(Source data)
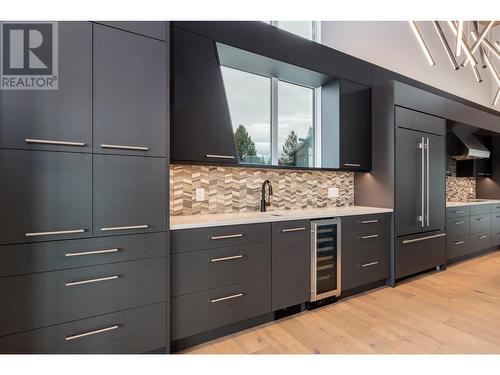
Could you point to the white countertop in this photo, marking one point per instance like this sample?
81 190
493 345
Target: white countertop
465 203
215 220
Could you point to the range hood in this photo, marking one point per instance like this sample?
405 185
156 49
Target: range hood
467 146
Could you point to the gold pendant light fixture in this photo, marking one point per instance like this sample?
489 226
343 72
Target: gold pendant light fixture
462 44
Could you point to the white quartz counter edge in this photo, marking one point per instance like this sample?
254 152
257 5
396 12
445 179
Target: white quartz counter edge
461 204
215 220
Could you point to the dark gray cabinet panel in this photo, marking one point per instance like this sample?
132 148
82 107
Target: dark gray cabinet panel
130 115
223 236
457 247
56 255
452 212
153 29
44 192
363 271
48 298
410 198
413 257
420 100
201 125
194 271
365 236
199 312
131 331
480 223
418 121
355 126
129 195
63 115
291 263
436 180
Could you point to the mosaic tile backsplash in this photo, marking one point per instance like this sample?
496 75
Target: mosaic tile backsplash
460 188
229 189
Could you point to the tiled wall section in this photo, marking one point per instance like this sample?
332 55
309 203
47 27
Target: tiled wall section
239 189
460 188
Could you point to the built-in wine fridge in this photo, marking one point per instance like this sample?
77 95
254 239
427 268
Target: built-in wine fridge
325 259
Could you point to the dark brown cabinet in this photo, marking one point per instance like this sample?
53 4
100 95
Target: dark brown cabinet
129 195
130 115
59 119
291 263
45 195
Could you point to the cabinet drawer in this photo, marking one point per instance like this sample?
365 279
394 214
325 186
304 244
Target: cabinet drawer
415 254
132 331
56 255
44 196
364 240
43 299
480 241
452 212
480 223
480 209
362 271
61 119
129 195
213 237
194 271
130 115
457 227
457 247
199 312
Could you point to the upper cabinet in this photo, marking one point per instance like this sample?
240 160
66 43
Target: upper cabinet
130 115
201 125
152 29
59 120
234 106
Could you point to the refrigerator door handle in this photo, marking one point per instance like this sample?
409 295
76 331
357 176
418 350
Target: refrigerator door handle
427 149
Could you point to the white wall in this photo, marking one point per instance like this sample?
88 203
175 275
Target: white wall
392 45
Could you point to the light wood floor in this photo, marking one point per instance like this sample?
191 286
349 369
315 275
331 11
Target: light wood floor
456 311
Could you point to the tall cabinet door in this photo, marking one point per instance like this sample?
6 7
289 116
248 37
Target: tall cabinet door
410 179
130 195
130 93
436 192
45 195
59 119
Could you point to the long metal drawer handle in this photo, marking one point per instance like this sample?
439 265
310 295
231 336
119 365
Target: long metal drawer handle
107 229
81 282
102 330
226 298
57 232
370 236
404 242
52 142
226 236
213 260
93 252
219 156
125 147
293 230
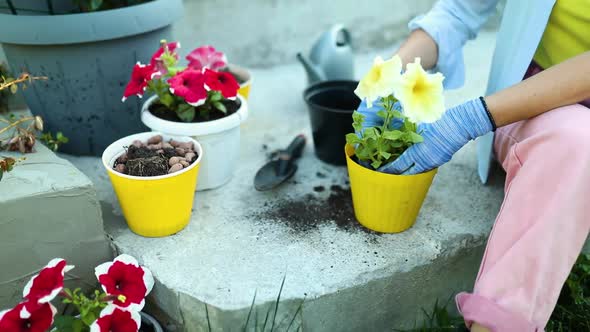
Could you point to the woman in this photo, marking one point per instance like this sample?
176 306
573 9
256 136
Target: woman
542 141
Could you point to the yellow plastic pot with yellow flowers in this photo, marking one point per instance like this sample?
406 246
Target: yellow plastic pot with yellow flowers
387 123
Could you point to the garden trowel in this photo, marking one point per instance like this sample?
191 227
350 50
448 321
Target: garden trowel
281 168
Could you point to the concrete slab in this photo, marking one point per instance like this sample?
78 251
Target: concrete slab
48 209
241 241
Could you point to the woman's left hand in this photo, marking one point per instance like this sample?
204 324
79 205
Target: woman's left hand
442 139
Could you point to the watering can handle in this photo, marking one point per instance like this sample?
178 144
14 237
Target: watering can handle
340 35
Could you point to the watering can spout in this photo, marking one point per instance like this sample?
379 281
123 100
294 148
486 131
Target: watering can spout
314 73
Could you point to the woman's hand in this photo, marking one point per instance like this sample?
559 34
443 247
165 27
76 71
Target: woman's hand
443 138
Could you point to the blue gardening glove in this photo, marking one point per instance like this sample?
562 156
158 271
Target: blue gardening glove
443 138
371 117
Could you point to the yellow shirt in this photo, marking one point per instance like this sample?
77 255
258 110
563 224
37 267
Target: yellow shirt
567 33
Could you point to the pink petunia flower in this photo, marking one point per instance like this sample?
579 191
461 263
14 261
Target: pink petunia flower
125 279
39 321
190 85
206 57
156 60
223 82
45 286
140 76
114 319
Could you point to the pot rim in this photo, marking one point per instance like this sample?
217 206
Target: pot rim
194 128
314 89
89 27
115 149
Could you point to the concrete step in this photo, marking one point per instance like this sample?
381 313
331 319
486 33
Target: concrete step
241 242
48 209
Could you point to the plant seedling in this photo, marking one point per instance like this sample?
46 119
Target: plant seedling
382 144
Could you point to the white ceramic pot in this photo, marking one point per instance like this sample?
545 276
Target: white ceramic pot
220 140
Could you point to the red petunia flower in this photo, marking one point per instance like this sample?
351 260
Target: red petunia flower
223 82
156 60
114 319
190 85
39 321
125 279
206 57
45 286
140 76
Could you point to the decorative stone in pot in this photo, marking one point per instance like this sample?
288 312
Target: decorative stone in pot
219 138
156 187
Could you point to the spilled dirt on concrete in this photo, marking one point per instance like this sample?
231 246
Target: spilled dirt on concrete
307 213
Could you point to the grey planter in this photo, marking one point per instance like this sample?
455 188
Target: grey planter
88 59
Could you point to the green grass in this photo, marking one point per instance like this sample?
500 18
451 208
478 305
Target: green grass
270 323
572 313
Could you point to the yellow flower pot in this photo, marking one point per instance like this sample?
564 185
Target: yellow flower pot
154 206
386 203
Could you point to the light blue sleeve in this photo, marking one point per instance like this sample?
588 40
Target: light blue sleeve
451 23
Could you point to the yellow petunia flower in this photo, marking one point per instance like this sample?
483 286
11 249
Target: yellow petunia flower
420 93
380 80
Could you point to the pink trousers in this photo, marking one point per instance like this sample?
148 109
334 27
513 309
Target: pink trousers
542 225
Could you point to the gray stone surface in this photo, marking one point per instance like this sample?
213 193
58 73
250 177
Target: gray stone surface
264 33
48 209
239 243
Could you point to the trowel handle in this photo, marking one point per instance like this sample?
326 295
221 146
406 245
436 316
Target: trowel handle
295 149
288 156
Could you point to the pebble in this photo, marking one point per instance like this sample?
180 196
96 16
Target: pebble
189 156
173 161
155 139
120 168
123 158
186 145
157 146
175 168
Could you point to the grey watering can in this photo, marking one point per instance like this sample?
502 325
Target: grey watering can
330 57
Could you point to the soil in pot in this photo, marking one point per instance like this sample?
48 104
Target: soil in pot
155 157
163 112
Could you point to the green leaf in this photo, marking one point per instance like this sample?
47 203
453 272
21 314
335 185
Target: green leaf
357 121
376 164
185 112
370 133
393 135
414 137
68 324
215 96
385 154
352 139
218 105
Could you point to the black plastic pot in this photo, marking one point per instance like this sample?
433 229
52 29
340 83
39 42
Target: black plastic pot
331 104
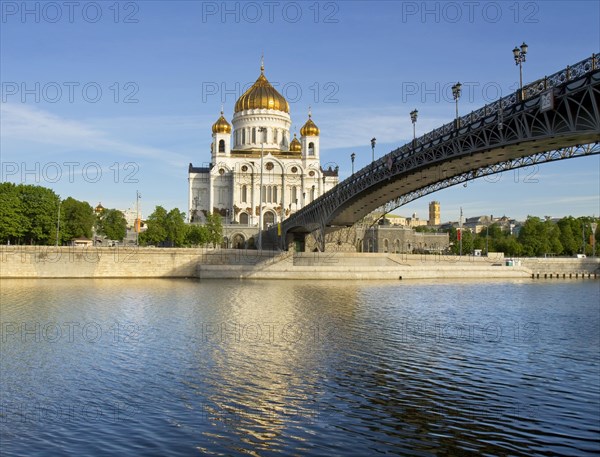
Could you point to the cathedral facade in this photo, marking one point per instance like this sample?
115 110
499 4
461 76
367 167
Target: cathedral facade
258 173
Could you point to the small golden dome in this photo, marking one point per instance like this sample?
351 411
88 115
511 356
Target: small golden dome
221 126
295 145
262 95
310 128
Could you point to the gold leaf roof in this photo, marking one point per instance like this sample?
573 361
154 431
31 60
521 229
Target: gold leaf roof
262 95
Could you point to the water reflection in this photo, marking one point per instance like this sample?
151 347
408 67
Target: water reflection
264 367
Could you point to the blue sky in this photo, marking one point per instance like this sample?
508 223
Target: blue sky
100 99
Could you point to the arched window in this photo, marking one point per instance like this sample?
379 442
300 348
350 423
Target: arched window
268 219
294 194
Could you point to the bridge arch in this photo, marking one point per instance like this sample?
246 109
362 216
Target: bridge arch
558 118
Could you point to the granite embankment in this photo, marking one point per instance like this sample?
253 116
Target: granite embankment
77 262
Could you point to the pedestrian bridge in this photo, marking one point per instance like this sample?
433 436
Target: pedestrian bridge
554 118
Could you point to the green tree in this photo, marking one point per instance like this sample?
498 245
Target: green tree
533 237
467 241
40 207
569 242
176 227
214 226
13 222
76 219
156 233
197 235
113 224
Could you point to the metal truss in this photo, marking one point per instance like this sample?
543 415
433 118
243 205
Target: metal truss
464 178
511 122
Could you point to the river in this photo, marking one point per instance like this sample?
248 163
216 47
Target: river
225 367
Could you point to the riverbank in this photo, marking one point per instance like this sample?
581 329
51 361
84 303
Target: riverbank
120 262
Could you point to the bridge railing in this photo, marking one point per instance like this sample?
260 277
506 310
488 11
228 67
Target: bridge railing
529 91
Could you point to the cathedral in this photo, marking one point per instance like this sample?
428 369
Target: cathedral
258 173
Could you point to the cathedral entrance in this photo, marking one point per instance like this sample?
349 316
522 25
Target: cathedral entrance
238 242
268 219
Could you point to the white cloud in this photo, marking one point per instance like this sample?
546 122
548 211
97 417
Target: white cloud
26 124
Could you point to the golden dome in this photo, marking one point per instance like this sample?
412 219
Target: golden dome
221 126
310 128
295 145
262 95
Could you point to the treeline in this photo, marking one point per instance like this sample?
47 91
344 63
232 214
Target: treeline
168 229
536 238
35 215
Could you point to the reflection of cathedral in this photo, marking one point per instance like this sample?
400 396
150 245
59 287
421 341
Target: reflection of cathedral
231 185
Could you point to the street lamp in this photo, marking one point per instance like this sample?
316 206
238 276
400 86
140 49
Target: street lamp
456 90
519 56
373 149
195 216
260 193
460 233
413 118
58 222
138 222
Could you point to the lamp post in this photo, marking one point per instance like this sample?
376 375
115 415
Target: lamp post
58 222
519 55
195 218
413 118
260 193
460 233
373 149
138 223
456 90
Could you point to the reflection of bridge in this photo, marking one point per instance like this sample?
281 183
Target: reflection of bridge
554 118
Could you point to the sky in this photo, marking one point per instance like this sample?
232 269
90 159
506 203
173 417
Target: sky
100 100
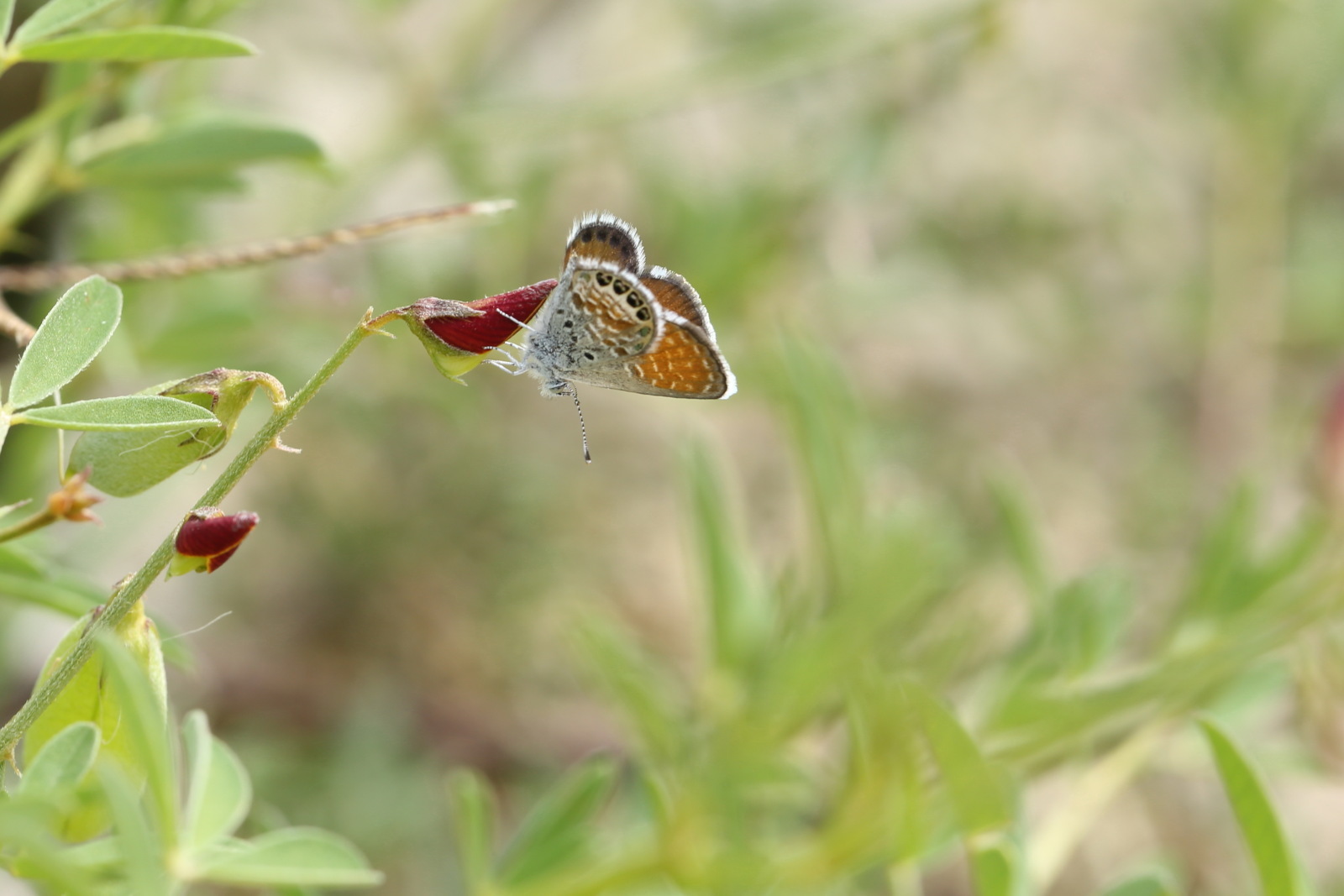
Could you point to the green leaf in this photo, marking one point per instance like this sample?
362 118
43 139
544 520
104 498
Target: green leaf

▶ _WORK REQUEST_:
Pictures are to be left out while the lines from the beginning of the records through the line with "Could you point to the gold pendant" are copied word for word.

▶ _FINISHED TASK_:
Could you point to the white countertop in this photo, marking one point per instance like this sample?
81 190
493 345
Target: white countertop
465 203
215 220
Could you point to the range hood in this photo, marking one point per instance like this sample?
405 185
156 49
Target: range hood
467 146
Could you point to the gold pendant light fixture in this photo, marking one point per instance like this sample?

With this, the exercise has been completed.